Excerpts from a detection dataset
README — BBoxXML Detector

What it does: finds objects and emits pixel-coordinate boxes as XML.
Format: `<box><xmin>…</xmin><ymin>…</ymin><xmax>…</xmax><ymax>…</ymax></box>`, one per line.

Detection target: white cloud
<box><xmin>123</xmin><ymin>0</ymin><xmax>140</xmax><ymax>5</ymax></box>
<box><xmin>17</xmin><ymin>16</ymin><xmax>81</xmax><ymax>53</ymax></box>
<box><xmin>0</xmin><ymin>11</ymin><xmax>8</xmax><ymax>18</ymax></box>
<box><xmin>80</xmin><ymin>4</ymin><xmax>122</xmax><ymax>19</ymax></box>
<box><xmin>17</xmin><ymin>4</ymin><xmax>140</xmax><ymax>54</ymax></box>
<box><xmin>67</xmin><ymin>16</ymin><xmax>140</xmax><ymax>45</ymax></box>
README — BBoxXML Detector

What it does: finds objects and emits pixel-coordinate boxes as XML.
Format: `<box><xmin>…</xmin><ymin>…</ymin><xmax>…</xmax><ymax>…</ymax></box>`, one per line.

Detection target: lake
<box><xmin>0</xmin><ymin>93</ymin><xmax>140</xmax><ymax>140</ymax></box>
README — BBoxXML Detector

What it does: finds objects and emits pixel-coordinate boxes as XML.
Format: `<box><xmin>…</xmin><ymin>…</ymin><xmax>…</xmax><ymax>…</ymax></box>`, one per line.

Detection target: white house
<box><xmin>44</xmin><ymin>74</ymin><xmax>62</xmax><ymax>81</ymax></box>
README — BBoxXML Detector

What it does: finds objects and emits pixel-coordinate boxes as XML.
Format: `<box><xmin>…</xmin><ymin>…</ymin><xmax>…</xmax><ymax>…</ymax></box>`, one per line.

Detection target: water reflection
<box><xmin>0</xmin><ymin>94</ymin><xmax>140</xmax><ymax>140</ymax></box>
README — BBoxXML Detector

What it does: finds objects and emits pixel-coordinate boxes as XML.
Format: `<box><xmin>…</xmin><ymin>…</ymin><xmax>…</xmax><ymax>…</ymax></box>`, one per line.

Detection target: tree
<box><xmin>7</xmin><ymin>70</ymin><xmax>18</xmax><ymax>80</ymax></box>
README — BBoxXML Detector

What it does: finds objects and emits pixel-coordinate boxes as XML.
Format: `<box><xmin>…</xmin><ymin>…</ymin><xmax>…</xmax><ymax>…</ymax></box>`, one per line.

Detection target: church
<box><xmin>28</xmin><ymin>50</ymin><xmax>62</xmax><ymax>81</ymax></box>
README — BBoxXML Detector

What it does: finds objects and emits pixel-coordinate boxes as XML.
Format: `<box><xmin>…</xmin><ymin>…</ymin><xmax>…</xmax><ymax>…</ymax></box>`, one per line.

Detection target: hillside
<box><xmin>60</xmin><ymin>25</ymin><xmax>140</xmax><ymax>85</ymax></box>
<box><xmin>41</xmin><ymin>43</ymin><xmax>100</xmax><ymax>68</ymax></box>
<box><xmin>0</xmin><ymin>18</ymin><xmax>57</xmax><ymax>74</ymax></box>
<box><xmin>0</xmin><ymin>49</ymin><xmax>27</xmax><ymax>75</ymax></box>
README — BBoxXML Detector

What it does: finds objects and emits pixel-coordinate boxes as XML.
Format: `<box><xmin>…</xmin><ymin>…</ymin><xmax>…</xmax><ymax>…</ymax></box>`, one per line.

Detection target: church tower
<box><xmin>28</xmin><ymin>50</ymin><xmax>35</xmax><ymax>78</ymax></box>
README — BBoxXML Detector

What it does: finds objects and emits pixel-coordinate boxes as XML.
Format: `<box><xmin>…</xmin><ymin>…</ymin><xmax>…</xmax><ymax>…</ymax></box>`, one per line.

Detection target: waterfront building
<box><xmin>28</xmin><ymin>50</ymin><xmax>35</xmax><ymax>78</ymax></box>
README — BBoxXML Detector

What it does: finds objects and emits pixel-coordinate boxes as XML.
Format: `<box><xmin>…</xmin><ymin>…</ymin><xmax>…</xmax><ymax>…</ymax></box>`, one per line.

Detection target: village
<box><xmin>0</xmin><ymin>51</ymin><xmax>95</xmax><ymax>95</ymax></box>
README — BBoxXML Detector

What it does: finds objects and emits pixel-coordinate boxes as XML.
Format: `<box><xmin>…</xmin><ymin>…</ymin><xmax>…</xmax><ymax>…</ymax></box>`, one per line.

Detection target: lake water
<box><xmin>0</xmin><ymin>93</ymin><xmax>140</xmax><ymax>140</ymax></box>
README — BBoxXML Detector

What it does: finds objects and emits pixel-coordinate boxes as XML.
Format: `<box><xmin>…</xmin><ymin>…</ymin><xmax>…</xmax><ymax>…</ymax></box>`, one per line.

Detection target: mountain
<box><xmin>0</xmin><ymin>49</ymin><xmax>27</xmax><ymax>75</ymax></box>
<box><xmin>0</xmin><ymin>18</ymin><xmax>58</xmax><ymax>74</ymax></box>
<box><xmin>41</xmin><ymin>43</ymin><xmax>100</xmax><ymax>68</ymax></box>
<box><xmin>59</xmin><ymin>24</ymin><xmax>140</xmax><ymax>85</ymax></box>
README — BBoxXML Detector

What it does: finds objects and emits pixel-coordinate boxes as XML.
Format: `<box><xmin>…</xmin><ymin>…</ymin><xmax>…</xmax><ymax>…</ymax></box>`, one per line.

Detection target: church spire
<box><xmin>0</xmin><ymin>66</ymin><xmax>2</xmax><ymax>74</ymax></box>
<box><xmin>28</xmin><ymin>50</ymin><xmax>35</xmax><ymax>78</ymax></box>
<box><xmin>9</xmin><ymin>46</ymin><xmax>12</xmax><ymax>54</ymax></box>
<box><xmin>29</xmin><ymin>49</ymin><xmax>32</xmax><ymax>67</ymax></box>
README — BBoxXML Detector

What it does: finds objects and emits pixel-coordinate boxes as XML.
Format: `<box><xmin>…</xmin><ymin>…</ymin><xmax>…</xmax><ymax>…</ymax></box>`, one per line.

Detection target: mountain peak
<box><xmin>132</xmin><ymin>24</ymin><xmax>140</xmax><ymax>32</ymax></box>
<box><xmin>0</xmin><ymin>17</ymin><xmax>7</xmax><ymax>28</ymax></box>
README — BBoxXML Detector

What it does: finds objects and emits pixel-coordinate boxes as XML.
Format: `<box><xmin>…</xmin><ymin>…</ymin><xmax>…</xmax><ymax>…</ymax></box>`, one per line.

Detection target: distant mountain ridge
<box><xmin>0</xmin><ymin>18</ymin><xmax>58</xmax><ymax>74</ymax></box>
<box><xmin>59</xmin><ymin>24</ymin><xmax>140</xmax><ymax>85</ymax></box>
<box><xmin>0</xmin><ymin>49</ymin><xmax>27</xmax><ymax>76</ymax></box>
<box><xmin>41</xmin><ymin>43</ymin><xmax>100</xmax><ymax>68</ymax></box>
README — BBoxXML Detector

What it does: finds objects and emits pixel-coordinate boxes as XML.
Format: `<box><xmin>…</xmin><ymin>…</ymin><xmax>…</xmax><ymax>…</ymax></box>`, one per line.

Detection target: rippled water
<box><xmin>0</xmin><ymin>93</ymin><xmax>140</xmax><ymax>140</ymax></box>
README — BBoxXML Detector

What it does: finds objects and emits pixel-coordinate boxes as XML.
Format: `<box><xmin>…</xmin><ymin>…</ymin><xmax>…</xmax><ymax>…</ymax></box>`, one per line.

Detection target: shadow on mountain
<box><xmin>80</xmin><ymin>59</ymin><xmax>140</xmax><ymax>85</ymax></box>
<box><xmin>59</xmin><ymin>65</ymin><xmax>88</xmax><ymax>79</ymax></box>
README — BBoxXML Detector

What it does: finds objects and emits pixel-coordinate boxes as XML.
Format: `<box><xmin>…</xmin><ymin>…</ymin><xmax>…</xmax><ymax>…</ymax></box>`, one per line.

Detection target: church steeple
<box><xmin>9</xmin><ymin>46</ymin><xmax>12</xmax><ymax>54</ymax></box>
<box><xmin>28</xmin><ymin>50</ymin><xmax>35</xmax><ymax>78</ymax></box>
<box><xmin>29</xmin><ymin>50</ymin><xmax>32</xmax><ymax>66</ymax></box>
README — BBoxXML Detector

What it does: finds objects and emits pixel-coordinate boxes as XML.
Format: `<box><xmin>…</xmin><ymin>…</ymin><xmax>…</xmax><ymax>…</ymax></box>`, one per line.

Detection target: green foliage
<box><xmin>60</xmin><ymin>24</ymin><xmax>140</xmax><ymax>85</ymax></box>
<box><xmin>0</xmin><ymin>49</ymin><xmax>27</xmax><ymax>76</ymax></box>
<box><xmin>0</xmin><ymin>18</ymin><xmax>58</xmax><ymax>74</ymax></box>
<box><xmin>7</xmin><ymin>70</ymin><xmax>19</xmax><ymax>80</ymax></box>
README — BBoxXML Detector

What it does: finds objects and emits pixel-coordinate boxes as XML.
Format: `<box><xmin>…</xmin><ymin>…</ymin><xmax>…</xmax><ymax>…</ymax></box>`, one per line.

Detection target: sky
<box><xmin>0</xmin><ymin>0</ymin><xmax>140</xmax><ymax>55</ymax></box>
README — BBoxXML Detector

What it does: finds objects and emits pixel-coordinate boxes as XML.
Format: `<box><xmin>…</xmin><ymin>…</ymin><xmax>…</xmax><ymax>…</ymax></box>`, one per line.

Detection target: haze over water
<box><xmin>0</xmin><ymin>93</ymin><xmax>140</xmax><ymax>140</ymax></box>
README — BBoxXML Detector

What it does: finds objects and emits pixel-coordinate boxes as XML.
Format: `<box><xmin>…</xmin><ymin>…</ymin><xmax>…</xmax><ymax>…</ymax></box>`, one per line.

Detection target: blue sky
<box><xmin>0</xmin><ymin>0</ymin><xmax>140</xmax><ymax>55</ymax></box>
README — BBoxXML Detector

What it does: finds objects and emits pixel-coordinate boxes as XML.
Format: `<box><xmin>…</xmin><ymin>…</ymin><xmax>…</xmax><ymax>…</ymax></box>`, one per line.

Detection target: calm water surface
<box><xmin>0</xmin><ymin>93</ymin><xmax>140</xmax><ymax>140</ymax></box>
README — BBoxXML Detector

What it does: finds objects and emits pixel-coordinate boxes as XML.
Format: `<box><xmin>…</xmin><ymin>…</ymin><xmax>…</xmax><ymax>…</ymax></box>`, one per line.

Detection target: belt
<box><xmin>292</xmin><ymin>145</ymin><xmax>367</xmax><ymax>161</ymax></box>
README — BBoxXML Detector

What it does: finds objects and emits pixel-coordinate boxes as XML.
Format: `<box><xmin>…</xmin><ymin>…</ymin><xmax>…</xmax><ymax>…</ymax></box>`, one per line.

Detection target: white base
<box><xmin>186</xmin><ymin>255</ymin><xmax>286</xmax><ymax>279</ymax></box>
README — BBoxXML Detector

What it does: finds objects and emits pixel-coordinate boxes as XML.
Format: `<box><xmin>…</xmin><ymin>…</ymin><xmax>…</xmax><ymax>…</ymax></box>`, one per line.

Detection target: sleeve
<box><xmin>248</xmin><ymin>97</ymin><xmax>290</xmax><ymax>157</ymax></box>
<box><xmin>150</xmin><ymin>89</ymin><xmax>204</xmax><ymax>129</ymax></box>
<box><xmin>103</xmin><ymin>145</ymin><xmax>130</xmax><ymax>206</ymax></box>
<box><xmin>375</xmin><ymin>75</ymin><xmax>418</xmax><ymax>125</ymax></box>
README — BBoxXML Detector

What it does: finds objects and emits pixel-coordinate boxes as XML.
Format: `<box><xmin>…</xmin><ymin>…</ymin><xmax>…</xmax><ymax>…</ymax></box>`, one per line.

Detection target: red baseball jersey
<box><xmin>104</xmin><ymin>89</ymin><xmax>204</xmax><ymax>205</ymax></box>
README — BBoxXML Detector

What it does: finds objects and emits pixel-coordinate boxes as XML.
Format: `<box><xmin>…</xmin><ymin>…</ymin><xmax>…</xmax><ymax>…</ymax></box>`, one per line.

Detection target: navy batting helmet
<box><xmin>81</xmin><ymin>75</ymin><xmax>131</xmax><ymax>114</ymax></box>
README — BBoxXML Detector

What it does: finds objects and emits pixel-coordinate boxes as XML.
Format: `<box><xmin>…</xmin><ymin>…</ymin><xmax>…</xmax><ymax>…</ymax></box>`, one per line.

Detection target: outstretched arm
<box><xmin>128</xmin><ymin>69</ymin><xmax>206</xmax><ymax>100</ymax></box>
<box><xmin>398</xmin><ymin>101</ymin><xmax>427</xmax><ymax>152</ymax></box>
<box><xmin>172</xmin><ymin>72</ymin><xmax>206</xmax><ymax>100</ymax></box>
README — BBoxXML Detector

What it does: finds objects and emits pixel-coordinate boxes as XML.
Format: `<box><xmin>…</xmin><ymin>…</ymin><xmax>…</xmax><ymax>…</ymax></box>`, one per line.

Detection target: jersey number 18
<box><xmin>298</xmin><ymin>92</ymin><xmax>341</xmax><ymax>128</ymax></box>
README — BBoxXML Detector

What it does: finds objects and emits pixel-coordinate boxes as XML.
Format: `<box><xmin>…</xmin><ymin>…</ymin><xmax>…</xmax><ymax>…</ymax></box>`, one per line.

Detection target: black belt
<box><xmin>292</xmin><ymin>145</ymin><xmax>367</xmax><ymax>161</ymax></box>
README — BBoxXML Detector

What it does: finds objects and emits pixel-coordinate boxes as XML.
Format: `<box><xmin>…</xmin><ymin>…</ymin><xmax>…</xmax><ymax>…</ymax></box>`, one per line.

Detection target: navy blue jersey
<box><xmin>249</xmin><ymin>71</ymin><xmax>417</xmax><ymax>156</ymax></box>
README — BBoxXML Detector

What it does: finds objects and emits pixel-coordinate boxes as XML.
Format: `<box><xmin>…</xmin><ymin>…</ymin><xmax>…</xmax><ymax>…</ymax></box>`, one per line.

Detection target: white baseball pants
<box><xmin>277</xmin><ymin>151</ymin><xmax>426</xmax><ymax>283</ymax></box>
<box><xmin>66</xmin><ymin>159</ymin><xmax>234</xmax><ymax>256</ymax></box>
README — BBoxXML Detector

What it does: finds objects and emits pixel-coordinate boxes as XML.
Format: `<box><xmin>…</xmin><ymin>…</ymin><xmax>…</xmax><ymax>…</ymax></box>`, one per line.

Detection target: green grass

Exercise >>
Locate every line in the items above that contains the word "white", and copy each of those lines.

Result >>
Detection target: white cloud
Detection target: white house
Detection target: white base
Detection target: white baseball pants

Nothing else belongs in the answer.